Belirtilen Hedef A: AB Zirvesi yazısına göre Cuma günkü zirve nerede yapıldı?
Belirtilen Hedef B: AB Zirvesi yazısında "Yılmaz, Ecevitsiz DSP, Erdoğan" sözcükleriyle başlayıp "logosuna dönüştü sandım." sözcüklerine kadar süren bölümü harfi harfine yazın.

Metin:
□ □ □
Emre AKMAN / ŞİFRE
Cuma günü Çankaya'da yapılan AB Zirvesi ile ilgili manşet ve yorumlara bakıyorum çoğu fiyasko.
Olanı biteni en iyi anlatan Hasan Kaçan'ın çizgisi. Bir karikatür tonlarca laf kalabalığından daha iyi anlatıyor olanı biteni.
Karikatüre dikkatlice bakın. Ecevit'in kırık kaburgaları ile kürek çektiği hükümet kayığı su alıyor. Bahçeli ise batan gemide ayağa kalkarak varlık göstermeye çalışıyor.
Karikatürün devamı da olmalıydı. AKP ve Saadet Partisi de batan iktidar kayığına eklenmiş römorkun içinde el çırpıyor. Akdeniz sahillerinden AB kıyılarına yelken açtıklarını sanıyorlar.
İşte dünkü zirvenin millet tarafından algılanışı bu oldu.
3'lü iktidarın mızmız MHP'si, üçlü muhalefetin mızmız DYP'si zirveye katılmadığı için beşi bir yerde iktidar ve muhalefetin millet gönlünde silinişini resmeden zirve fotoğrafı...
Yılmaz, Ecevitsiz DSP, Erdoğan ve Kutan mandacılıkta adeta yarıştılar. Öyle ki AB medya komiseri Birand, bütün gün Erdoğan'ı konuk ederek ağzı kulaklarında sorular sordu, taahhütlerini en az beş kez tekrar ettirdi.
Bir ara CNN-Türk logosu gitti. CNN-Tayyip logosuna dönüştü sandım.
Çiller, bu gözleri bağlanmış AB'ci siyaset acemilerinin varlığını fırsat bilerek bu kötü fotoğrafta yer almama kurnazlığı içindeydi.
Ama son tahlilde o da Gümrük Birliği'ne palas pandıras ülkeyi sokmanın günahını taşıyan müfrit AB'ci. Tek şartı var beni iktidar ortağı yapın, ülkeyi hangi cendereye sokmak istiyorsanız bana söyleyin, ben ancak gereğini yaparım.
□ □ □
Gösterilen Kayıtlar:
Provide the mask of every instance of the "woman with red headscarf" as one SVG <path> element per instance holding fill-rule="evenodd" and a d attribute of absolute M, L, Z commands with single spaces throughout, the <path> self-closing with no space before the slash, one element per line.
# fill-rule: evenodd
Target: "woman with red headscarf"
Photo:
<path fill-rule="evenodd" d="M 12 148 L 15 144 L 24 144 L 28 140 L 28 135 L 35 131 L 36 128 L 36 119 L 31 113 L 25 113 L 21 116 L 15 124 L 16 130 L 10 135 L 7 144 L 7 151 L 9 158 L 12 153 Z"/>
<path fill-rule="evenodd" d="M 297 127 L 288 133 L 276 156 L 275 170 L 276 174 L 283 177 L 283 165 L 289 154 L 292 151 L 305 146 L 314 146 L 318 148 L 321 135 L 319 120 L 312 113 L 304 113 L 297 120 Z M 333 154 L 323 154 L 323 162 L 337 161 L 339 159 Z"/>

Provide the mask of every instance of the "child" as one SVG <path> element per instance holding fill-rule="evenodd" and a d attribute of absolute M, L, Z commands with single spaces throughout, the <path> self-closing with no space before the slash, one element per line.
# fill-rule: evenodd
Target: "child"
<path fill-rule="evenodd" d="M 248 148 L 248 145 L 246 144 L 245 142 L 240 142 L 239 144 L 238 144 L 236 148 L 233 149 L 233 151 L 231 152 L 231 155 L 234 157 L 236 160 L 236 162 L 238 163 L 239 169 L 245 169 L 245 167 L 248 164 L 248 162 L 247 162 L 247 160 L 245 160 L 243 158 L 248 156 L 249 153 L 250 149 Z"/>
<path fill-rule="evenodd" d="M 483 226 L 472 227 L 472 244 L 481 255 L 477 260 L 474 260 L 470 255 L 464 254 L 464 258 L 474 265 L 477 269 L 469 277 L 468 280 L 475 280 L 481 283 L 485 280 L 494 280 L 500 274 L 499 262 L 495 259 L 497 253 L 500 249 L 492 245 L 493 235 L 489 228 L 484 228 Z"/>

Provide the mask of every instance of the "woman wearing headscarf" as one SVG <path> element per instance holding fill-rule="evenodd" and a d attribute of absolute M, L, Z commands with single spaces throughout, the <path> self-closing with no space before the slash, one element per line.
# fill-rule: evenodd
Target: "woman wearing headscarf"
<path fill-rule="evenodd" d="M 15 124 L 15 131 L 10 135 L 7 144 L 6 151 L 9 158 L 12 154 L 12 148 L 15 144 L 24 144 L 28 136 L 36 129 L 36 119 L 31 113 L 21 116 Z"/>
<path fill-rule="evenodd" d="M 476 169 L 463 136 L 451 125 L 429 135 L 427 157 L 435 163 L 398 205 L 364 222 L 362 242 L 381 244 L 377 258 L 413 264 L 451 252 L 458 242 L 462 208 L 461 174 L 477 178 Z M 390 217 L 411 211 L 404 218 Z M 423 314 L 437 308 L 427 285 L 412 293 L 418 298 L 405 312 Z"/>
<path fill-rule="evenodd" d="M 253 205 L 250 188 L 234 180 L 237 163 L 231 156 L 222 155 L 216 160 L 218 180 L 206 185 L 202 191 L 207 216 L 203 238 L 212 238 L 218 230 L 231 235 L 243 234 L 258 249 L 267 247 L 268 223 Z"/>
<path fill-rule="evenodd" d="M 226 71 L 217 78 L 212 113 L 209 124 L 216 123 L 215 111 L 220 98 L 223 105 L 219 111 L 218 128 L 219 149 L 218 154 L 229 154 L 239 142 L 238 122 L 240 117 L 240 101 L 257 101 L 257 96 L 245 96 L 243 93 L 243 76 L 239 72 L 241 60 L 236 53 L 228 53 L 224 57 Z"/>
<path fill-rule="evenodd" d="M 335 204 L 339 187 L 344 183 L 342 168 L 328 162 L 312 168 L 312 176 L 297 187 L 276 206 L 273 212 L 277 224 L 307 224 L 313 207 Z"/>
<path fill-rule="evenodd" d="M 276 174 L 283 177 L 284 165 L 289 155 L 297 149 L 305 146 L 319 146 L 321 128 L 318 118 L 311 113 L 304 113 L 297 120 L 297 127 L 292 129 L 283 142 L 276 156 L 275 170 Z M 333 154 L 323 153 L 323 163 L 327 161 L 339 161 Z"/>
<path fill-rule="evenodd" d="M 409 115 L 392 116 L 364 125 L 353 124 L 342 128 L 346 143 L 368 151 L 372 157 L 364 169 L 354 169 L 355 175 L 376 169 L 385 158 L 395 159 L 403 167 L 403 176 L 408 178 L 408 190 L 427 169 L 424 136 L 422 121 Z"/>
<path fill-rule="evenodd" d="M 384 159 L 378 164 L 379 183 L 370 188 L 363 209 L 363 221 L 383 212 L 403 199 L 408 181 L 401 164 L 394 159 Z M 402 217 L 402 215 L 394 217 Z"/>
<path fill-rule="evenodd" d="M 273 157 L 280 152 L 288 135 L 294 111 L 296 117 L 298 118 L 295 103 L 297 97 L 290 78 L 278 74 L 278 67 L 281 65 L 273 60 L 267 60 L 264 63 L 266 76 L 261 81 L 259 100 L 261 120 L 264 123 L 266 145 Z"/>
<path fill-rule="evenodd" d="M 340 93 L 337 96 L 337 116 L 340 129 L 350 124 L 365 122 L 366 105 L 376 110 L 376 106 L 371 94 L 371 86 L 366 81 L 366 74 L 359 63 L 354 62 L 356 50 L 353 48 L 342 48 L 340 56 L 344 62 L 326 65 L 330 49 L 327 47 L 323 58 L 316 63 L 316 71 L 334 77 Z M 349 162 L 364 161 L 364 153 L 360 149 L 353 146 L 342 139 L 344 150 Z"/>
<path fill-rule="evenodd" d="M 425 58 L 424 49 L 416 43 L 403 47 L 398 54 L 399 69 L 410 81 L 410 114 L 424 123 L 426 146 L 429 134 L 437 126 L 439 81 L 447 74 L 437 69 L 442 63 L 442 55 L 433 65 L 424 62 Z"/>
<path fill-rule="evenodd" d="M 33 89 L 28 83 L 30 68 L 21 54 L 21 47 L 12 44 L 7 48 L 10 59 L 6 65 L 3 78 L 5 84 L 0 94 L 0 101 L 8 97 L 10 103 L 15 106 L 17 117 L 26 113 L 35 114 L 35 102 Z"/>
□ □ □
Tam Yanıt A: Zirve Çankaya'da yapıldı.

Tam Yanıt B:
Yılmaz, Ecevitsiz DSP, Erdoğan ve Kutan mandacılıkta adeta yarıştılar. Öyle ki AB medya komiseri Birand, bütün gün Erdoğan'ı konuk ederek ağzı kulaklarında sorular sordu, taahhütlerini en az beş kez tekrar ettirdi.
Bir ara CNN-Türk logosu gitti. CNN-Tayyip logosuna dönüştü sandım.